Natural language region descriptions:
»»
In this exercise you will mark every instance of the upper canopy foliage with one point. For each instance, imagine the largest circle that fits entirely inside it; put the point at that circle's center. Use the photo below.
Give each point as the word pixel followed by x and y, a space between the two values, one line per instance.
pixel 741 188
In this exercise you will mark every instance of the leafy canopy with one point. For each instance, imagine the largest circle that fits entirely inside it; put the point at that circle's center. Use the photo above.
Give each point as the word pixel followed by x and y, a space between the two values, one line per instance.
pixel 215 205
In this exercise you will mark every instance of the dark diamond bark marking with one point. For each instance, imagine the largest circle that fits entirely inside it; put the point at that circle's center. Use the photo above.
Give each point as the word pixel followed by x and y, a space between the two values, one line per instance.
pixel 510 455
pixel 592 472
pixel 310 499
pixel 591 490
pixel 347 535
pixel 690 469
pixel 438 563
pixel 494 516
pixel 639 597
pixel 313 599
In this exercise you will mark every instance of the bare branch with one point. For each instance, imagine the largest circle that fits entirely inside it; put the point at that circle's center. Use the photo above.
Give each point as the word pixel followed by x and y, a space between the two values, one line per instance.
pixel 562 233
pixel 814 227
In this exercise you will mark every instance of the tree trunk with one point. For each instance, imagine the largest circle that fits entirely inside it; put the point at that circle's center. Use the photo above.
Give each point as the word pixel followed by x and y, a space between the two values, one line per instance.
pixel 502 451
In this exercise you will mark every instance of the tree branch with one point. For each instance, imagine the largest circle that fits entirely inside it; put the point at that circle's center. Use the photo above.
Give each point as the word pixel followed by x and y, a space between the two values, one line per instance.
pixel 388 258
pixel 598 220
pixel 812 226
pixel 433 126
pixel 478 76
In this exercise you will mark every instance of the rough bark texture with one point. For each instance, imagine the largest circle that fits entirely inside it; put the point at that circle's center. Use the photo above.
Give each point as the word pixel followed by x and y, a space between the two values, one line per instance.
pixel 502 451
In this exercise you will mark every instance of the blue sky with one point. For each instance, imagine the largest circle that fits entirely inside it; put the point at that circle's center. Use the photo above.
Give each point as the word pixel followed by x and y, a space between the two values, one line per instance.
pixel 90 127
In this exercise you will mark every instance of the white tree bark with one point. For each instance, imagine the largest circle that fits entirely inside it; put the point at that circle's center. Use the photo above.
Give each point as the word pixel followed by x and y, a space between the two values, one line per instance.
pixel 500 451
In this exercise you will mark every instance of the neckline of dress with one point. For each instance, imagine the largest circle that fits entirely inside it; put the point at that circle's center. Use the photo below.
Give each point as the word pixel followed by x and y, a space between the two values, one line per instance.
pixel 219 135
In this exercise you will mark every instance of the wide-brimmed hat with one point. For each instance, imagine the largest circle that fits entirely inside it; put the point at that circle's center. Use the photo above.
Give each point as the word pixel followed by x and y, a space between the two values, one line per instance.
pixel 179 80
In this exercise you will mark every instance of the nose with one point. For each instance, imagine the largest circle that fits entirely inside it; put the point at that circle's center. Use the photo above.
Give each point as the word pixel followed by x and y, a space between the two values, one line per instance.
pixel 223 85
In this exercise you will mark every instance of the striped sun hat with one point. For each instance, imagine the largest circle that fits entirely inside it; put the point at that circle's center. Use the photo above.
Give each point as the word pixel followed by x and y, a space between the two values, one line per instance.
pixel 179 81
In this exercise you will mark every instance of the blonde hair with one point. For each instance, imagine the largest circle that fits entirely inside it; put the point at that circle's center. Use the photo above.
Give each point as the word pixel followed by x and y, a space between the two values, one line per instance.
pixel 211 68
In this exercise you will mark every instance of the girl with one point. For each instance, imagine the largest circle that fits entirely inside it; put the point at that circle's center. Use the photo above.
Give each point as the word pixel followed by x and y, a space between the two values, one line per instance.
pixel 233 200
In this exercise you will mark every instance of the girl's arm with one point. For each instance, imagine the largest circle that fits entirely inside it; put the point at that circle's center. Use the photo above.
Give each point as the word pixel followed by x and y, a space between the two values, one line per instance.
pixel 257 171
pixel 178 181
««
:: Exercise ::
Among the lines above, find those with the word "canopy" and list them.

:: Written solution ::
In this exercise you will mark every instance of the upper canopy foliage with one point. For each instance, imagine the largest circle that fits entirely inside it; put the point at that circle's center. Use the photo below.
In this exercise you will mark every instance of the leafy canopy with one point. For each instance, imagine the largest circle that fits entirely inside it; put the point at that circle's center. Use the photo above.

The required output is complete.